Nos insultos e ameaças chegou a acusar de Isaltino Morais de ter “1001 amantes”. “…A tua vida vai ser um inferno”, rezava um dos escritos num blogue cujo conteúdo parece inspirado no discurso de ódio da extrema-direita, incluindo a homofobia.
“Fui eu que
enviei os SMS’s. Não devia ter escrito estas asneiras que escrevi… Estava
zangada por se intrometerem na minha vida privada, mas passado todo este tempo,
já não me recordo de algumas coisas, estou arrependida. Portei-me mal e estou a
cumprir uma pena de prisão porque escrevi uma coisa semelhante para outra
pessoa”, declarou num tom de voz amargurado-emocionado, como quem falava
contrariado e com ressentimento.
O início do
julgamento foi adiado a pedido do quinto defensor oficioso da arguida, de
nacionalidade brasileira, nomeado pelo próprio tribunal após quatro advogados
terem renunciado ao mandato, pedindo escusa à Ordem dos Advogados.
= = = = = = =
Problemas e tarefas -
1) Transcreva todas as passagens que o texto fornecido coloca entre aspas.
2) Indique se cada afirmação está de acordo com o texto fornecido, respondendo sim ou não e citando as palavras do texto que o determinam: (a) O julgamento começou na data prevista. (b) O defensor oficioso atual foi nomeado depois de quatro advogados terem renunciado ao mandato. (c) A arguida negou ter enviado os SMS.
3) Prossiga a redação do texto fornecido a partir da última frase apresentada.
= = = = = = =
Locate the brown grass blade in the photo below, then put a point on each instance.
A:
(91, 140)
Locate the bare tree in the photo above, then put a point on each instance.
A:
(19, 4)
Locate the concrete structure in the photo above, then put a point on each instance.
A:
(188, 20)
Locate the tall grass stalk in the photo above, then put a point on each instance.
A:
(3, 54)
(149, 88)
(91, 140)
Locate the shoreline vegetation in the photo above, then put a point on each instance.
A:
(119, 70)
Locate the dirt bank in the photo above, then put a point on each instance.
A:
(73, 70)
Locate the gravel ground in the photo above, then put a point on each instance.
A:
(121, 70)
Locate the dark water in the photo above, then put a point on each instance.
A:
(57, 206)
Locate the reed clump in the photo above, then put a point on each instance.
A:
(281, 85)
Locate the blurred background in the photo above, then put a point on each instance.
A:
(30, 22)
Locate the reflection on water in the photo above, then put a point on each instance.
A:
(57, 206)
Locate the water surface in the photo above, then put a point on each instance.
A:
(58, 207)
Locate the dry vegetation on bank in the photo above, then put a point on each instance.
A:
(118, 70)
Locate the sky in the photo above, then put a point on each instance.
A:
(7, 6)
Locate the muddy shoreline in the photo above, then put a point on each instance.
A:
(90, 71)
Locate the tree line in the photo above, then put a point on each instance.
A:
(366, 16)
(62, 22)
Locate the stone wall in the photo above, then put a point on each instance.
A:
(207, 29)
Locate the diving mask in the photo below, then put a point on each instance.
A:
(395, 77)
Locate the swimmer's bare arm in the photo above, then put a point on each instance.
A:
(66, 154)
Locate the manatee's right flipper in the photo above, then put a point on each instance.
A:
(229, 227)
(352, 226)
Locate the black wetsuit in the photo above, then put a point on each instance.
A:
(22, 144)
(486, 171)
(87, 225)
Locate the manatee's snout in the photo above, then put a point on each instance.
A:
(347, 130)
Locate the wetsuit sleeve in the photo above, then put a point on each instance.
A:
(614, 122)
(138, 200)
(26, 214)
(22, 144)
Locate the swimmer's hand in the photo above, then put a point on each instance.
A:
= = = = = = =
Respostas por tarefa -
1)
1. “1001 amantes”
2. “…A tua vida vai ser um inferno”
3. “Fui eu que enviei os SMS’s. Não devia ter escrito estas asneiras que escrevi… Estava zangada por se intrometerem na minha vida privada, mas passado todo este tempo, já não me recordo de algumas coisas, estou arrependida. Portei-me mal e estou a cumprir uma pena de prisão porque escrevi uma coisa semelhante para outra pessoa”

2)
(a) Não: “O início do julgamento foi adiado a pedido do quinto defensor oficioso da arguida”.
(b) Sim: “nomeado pelo próprio tribunal após quatro advogados terem renunciado ao mandato”.
(c) Não: “Fui eu que enviei os SMS’s.”

3)
O novo
advogado pediu prazo para preparar a defesa, mas na nova data, marcada com a
concordância de todos os intervenientes processuais, voltou a tentar adiar os
trabalhos pedindo o reagendamento da audiência, mais parecendo um expediente
dilatório para criar um incidente processual tendente a anular o julgamento.
Esta atitude
insólita do causídico, que exarou um “protesto” sem qualquer fundamento
jurídico, levou a juíza presidente a dizer que todos os direitos
constitucionais da arguida estão salvaguardados.